■ **Brief 1**: Echo the part of the text on validating the GEOS port starting with "Fine-grain numerical validation: Translate" and going on through "following simple subroutine.".

Validating our GEOS port

Fine-grain numerical validation: Translate test

Using Serialbox to output test data and the translate test infrastructure of ndsl we can make numerical regression test, known as Translate test.

This documentation is based on the work done at AI2 to do the original port FV3 dycore, which is still available:

fv3gfs-fortran is the serialbox annotated source Fortran
pyFV3 is the ported code which also contains the translate test

Example `FillQZero` from `moist` physics

We are going to port the following simple subroutine.

  subroutine FILLQ2ZERO1( Q, MASS, FILLQ  )
    real, dimension(:,:,:),   intent(inout)  :: Q
    real, dimension(:,:,:),   intent(in)     :: MASS
    real, dimension(:,:),     intent(  out)  :: FILLQ
    integer                                  :: IM,JM,LM
    integer                                  :: I,J,K,L
    real                                     :: TPW, NEGTPW
    !!!!!!!!!!!!!!!!!!!!!!!!!!!!!!!!!!!!!!!!!!!!!!!!!!!!!!!!

■ **Records provided**:
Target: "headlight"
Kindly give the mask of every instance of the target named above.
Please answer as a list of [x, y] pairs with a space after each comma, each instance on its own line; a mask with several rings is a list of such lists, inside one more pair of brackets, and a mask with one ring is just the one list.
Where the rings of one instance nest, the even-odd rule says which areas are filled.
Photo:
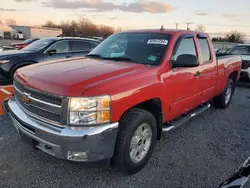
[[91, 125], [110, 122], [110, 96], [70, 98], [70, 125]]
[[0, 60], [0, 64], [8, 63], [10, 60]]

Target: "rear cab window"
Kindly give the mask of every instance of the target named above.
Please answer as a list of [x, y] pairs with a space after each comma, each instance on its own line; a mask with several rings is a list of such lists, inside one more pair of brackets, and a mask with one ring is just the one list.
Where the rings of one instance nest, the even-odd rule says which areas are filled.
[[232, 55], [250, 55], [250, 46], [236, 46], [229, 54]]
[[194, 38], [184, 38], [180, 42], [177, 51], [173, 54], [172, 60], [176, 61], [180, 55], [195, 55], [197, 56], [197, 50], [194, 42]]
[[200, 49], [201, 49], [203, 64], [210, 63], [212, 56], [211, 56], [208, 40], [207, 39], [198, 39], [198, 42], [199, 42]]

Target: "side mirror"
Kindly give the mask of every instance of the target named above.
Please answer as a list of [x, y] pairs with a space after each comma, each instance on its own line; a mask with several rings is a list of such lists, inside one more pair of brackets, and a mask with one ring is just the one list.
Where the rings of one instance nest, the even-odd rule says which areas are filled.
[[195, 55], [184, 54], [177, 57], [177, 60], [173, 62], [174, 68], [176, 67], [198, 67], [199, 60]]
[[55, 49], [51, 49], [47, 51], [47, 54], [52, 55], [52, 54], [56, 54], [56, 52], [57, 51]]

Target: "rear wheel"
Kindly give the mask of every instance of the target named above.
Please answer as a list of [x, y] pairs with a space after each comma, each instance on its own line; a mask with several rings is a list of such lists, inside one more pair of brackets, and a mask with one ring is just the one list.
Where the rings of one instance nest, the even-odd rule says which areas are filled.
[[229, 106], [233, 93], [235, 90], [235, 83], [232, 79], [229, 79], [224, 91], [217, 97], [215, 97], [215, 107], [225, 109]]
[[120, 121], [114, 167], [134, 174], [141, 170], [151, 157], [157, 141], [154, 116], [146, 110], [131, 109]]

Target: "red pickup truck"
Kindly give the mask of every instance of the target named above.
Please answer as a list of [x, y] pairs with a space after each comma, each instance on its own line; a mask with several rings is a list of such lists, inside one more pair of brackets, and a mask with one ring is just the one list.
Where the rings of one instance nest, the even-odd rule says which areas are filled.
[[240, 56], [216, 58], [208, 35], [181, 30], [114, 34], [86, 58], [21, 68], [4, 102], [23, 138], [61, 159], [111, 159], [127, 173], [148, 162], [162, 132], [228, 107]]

■ **Brief 2**: Turn the listing, starting with its first line and going on through the line with "[[0, 60], [0, 64], [8, 63], [10, 60]]", into a numbered list. Skip blank lines and leave the picture out.

■ **Full response 1**:
Fine-grain numerical validation: Translate test

Using Serialbox to output test data and the translate test infrastructure of ndsl we can make numerical regression test, known as Translate test.

This documentation is based on the work done at AI2 to do the original port FV3 dycore, which is still available:

fv3gfs-fortran is the serialbox annotated source Fortran
pyFV3 is the ported code which also contains the translate test

Example `FillQZero` from `moist` physics

We are going to port the following simple subroutine.

■ **Full response 2**:
1. Target: "headlight"
2. Kindly give the mask of every instance of the target named above.
3. Please answer as a list of [x, y] pairs with a space after each comma, each instance on its own line; a mask with several rings is a list of such lists, inside one more pair of brackets, and a mask with one ring is just the one list.
4. Where the rings of one instance nest, the even-odd rule says which areas are filled.
5. Photo:
6. [[91, 125], [110, 122], [110, 96], [70, 98], [70, 125]]
7. [[0, 60], [0, 64], [8, 63], [10, 60]]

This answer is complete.